Search the data below for the line containing "For every instance of the dry brush", then please set down that line and all remaining ones exactly as written.

Region pointing data:
■ ■ ■ ■ ■ ■ ■

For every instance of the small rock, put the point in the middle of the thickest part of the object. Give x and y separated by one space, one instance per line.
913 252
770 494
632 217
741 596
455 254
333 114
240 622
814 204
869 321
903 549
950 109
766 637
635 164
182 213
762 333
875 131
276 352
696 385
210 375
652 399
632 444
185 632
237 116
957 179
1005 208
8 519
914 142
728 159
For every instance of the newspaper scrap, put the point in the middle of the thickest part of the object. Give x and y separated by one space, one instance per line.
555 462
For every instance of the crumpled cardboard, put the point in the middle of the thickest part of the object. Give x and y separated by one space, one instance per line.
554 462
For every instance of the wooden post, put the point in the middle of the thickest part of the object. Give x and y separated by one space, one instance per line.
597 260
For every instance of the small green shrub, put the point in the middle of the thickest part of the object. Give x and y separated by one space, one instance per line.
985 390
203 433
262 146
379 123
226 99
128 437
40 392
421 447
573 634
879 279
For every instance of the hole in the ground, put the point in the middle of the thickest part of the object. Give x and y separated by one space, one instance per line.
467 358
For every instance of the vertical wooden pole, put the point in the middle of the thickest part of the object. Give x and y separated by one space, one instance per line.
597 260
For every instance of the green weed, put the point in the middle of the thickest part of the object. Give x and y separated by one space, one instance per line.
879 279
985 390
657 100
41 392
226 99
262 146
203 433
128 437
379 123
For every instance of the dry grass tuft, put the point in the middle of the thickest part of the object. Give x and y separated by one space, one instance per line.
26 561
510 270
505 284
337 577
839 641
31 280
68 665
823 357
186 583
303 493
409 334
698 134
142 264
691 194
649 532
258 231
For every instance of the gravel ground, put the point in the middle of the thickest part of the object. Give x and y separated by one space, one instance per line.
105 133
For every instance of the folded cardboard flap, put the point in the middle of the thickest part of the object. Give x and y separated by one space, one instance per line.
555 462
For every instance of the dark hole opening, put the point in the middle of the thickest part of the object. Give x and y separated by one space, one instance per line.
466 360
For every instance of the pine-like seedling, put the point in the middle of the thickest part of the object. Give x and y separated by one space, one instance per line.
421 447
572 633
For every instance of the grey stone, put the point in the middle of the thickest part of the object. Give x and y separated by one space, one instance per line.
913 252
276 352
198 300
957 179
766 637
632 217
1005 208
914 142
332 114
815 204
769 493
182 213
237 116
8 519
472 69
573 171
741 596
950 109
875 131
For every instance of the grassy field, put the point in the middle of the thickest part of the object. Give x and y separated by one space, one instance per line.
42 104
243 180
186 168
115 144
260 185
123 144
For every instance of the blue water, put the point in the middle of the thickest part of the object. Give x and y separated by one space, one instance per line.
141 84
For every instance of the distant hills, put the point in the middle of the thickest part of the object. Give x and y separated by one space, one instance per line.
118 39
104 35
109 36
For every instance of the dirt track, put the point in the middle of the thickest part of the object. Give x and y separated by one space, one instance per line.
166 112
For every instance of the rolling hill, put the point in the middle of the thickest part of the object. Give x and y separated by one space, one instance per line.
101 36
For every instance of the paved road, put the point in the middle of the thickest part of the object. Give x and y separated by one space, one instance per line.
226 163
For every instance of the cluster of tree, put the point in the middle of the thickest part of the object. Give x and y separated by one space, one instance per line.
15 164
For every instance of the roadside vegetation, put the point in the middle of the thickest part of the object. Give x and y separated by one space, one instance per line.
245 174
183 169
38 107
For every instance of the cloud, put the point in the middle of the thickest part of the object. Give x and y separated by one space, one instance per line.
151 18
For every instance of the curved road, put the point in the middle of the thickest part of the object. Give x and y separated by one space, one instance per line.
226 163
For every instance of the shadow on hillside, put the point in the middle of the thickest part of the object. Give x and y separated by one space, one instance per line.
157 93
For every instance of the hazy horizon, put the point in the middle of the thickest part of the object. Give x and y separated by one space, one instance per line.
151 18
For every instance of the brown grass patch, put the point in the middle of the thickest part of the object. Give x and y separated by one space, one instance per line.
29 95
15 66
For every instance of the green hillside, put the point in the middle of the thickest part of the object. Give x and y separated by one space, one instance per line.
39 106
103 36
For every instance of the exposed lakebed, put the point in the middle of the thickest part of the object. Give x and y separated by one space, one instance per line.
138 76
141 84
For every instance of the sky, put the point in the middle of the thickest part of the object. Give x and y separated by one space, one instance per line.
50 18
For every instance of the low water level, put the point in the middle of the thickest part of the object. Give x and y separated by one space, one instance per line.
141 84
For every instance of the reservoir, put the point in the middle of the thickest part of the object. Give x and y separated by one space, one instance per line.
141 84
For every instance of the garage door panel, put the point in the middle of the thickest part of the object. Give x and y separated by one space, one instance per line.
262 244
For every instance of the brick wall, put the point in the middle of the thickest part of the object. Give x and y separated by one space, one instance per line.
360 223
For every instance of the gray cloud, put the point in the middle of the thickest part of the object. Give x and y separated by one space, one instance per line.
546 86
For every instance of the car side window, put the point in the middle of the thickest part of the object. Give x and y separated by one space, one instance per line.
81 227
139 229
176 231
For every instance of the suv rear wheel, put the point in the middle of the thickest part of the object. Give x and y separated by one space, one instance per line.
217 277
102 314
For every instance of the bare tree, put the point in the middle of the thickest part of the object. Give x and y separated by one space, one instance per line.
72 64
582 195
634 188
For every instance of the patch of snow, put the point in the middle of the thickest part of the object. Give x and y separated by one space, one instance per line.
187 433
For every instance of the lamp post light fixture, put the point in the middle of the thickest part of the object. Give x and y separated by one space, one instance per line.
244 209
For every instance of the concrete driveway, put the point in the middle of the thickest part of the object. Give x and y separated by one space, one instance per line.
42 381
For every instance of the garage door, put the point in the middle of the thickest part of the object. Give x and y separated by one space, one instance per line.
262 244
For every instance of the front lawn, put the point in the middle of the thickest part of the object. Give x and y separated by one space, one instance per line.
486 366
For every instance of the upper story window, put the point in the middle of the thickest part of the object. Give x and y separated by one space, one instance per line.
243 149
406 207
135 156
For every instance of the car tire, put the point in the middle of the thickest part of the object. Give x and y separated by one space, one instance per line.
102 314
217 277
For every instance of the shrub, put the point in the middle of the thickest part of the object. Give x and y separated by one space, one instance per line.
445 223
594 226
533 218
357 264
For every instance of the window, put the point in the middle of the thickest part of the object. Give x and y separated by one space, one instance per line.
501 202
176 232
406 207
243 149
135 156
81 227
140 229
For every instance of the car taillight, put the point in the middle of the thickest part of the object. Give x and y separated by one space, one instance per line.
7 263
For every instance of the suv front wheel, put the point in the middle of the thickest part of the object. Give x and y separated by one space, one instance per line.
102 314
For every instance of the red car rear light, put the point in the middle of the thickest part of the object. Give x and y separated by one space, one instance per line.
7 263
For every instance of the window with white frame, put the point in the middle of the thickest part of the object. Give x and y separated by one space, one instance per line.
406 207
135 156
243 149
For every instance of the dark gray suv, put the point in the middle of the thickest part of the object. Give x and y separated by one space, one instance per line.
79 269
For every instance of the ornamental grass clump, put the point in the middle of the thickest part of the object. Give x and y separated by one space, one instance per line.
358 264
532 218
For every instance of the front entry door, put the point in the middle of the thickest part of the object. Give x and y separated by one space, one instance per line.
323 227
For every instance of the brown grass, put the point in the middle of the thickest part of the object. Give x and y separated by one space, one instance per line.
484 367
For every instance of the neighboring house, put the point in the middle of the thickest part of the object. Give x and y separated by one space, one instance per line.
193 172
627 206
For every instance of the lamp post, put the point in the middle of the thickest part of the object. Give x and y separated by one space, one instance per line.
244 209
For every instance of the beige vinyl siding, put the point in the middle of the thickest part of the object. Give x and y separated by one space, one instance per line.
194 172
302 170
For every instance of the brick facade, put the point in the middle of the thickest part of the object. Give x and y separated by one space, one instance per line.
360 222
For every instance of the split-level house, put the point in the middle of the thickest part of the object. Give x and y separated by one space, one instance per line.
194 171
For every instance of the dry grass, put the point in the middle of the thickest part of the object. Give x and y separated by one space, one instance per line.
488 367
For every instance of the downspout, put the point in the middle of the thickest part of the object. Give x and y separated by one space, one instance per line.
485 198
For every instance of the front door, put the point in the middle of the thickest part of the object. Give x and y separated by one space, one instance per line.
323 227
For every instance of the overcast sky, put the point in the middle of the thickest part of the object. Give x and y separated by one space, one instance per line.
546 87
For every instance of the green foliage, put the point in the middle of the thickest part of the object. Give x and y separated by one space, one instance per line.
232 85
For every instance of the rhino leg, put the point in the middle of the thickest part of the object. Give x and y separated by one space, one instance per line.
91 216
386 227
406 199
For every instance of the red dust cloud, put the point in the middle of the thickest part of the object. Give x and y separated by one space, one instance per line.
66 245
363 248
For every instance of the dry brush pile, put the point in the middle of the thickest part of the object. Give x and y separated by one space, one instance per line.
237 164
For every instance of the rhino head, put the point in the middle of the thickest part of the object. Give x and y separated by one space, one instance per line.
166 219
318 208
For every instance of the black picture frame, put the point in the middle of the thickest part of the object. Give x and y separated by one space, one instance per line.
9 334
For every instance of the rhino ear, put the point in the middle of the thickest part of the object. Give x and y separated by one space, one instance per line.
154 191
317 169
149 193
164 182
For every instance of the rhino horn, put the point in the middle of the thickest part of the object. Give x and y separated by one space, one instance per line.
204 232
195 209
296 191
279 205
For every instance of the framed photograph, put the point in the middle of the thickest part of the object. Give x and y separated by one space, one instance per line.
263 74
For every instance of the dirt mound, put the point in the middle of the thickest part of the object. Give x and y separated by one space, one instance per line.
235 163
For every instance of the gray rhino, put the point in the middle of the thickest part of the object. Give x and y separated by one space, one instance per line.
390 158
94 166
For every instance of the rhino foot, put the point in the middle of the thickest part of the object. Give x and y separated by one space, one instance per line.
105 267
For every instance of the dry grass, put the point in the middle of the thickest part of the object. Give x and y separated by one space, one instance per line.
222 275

■ ■ ■ ■ ■ ■ ■

-- RESULT BELOW --
For every instance of the dry brush pile, put the point in the middle of the thickest part of the object. Give x and y separated by one space, one instance per line.
237 164
For every instance of the rhino head, put the point in the middle of the thickest part of the object. Give x and y separated by one space, one instance per line.
166 219
318 208
For every instance of the black picture frame, put the point in the middle of the thickest part of the object. Give x and y separated by one space, one instance per line.
9 334
For every instance of the rhino ear, put the point in the middle of the thickest part of the object. Give x and y separated by one space, one instance per line.
154 191
317 169
149 193
164 182
For every instance of the rhino horn, put the point in the middle of the thickest part of the object. Give x and y separated by one space, one instance per line.
204 232
195 209
296 191
279 205
For every instance of the framed photograph, put the point in the middle of the thickest part of the object. Give x and y separated by one space, one instance per line.
263 74
For every instance of the dirt mound, put the point in the middle of the thickest part of the object. Give x and y separated by one space, one instance per line.
235 163
For every instance of the gray rhino, put the point in the middle of the thickest part of the object. Give x and y separated by one space, one instance per line.
390 158
94 166
For every instance of the rhino foot, put the point in the middle of the thickest part of the object. Give x and y separated by one space, one instance per line.
105 267
For every instance of the dry grass, put the point in the middle of the thickest part of the object. Give x and y separated by one space, one instance per line.
222 275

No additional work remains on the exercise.